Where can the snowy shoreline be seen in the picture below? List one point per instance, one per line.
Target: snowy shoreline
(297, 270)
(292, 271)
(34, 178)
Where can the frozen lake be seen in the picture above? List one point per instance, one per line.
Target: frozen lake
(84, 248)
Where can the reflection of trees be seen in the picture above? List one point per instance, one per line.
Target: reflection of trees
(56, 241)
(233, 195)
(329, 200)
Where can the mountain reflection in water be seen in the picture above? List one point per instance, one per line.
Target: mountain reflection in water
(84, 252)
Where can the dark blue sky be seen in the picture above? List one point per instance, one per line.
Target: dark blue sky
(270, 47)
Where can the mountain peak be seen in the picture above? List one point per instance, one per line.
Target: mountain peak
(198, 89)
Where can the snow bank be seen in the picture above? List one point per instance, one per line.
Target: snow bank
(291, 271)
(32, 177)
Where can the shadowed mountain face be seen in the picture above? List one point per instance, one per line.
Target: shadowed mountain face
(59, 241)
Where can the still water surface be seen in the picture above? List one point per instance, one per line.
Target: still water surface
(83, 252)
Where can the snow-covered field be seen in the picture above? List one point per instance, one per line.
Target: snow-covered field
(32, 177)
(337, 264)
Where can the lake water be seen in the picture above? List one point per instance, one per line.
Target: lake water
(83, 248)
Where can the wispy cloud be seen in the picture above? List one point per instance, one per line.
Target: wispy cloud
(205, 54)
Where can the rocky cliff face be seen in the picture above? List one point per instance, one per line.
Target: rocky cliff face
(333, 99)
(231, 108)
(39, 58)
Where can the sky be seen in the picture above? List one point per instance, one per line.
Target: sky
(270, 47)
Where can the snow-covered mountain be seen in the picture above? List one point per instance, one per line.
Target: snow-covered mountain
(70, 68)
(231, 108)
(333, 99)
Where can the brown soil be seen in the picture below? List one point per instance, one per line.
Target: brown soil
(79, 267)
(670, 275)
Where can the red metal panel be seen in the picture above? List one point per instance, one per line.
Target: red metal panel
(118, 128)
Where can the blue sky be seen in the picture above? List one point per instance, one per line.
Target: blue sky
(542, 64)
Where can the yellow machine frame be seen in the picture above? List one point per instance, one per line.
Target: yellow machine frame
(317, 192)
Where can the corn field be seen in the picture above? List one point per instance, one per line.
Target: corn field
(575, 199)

....................

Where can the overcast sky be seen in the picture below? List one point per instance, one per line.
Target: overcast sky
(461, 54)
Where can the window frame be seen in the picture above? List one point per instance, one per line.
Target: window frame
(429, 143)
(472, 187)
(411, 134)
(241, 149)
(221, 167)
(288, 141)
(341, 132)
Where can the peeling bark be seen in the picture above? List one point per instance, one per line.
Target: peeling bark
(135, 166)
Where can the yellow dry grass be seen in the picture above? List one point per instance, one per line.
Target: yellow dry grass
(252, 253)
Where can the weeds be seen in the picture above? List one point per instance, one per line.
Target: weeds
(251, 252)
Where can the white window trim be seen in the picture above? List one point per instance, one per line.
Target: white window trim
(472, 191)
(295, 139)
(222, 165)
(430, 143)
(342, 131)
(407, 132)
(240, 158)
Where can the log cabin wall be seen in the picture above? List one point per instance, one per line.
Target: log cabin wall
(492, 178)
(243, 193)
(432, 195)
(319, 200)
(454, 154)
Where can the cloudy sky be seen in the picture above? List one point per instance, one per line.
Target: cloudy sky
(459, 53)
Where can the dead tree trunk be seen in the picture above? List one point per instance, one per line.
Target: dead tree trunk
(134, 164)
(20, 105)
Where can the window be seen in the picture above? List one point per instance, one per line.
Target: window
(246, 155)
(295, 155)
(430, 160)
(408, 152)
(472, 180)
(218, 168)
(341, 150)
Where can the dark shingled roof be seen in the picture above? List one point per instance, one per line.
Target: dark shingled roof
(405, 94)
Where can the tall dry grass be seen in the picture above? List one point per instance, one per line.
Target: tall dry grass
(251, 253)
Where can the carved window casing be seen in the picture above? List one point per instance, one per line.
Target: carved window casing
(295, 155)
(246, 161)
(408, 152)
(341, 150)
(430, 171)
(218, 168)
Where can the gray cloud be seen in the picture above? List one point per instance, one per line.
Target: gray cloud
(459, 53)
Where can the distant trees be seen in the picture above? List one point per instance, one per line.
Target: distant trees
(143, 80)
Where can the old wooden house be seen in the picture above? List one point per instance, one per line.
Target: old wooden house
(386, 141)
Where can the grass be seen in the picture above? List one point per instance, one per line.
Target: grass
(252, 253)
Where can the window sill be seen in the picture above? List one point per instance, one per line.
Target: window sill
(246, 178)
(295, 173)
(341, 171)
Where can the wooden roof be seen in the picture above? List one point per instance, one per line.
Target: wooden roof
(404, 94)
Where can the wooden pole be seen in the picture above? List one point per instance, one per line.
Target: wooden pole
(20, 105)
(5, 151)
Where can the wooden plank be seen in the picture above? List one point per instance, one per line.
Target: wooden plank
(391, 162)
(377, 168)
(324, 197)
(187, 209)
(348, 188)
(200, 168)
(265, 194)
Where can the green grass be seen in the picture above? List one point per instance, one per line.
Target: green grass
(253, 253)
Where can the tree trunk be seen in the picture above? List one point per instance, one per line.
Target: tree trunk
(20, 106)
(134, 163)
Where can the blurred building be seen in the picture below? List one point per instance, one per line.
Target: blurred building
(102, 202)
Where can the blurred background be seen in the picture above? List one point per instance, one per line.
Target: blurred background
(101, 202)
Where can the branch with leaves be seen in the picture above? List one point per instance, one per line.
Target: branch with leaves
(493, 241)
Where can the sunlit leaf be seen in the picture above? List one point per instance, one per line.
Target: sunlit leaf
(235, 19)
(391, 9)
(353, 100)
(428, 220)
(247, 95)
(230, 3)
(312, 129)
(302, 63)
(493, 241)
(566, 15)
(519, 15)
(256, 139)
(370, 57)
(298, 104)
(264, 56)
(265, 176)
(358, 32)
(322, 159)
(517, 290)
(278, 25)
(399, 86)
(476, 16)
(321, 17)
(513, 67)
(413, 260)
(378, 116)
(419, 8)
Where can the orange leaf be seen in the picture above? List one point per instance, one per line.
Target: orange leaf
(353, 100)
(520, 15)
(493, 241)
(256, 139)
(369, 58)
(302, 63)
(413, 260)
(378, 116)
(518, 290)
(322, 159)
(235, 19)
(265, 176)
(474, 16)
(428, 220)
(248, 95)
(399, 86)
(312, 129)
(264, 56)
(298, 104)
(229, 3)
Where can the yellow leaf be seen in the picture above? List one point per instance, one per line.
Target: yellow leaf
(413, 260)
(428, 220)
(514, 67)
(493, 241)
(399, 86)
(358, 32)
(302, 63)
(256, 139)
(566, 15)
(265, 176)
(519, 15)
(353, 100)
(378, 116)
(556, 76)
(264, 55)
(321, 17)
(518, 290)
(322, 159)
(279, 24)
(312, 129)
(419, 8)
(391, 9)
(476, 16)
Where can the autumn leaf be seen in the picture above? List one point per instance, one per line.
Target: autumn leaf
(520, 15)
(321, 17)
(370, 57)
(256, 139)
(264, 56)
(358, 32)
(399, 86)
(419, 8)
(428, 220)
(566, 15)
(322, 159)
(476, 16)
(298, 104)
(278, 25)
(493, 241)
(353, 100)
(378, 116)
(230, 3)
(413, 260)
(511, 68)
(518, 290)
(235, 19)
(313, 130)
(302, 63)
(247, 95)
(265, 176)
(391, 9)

....................

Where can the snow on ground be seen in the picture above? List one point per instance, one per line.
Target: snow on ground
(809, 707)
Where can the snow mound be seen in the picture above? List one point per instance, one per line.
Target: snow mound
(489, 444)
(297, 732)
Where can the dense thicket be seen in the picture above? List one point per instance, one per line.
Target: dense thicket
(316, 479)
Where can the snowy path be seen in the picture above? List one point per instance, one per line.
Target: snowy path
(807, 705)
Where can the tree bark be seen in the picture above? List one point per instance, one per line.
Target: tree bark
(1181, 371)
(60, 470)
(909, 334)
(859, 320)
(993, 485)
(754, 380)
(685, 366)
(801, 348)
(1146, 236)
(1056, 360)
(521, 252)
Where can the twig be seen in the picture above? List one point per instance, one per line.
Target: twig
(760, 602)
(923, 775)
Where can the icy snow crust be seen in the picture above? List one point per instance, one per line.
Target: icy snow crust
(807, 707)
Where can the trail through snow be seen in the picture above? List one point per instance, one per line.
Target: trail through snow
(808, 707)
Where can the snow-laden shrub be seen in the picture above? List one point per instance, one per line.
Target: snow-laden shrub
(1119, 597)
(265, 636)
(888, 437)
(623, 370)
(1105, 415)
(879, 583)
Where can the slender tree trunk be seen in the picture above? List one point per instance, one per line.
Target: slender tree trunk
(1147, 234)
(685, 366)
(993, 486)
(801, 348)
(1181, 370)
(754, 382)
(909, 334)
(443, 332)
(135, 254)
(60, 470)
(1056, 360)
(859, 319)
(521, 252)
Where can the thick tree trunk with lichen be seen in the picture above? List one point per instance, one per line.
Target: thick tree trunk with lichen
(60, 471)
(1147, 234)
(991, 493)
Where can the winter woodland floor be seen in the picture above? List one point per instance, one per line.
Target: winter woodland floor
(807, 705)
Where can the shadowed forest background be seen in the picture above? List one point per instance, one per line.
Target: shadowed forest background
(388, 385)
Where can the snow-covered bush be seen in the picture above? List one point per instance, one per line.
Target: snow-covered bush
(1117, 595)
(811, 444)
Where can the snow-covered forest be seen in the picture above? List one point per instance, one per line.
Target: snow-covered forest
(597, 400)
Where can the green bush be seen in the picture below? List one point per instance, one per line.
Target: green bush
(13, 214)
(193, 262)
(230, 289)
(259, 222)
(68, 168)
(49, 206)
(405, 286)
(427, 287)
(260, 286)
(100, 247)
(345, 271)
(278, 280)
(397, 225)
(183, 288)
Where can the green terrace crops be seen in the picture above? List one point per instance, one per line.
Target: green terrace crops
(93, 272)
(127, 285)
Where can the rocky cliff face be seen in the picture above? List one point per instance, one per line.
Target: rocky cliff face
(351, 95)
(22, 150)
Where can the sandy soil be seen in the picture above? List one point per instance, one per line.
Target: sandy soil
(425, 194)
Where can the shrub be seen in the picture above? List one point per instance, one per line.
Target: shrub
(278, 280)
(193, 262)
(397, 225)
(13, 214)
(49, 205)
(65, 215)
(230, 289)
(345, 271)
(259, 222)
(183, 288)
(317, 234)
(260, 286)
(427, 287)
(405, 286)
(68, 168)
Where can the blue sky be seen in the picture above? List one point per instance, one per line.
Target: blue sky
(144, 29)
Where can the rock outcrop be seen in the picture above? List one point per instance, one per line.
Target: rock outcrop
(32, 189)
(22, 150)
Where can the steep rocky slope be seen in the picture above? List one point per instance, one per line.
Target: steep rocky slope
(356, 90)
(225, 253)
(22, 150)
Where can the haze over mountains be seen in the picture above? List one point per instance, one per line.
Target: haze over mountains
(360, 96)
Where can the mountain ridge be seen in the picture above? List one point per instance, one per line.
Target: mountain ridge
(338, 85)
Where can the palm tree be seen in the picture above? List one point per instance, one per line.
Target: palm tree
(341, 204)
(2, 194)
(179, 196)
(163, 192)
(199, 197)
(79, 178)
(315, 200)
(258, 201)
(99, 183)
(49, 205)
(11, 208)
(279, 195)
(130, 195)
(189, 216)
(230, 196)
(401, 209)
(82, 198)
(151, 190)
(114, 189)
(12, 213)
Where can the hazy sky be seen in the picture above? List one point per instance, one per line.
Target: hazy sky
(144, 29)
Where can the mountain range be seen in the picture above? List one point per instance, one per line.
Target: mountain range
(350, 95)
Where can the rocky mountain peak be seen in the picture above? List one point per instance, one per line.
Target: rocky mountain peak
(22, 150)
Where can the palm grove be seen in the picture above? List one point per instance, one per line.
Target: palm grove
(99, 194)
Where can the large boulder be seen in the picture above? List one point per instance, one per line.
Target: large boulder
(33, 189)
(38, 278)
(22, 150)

....................

Objectif:
Comptez les lignes des items ci-dessus contenant la chaîne « frame », en respectant la casse. Indiquez seulement ce nombre.

Solution:
4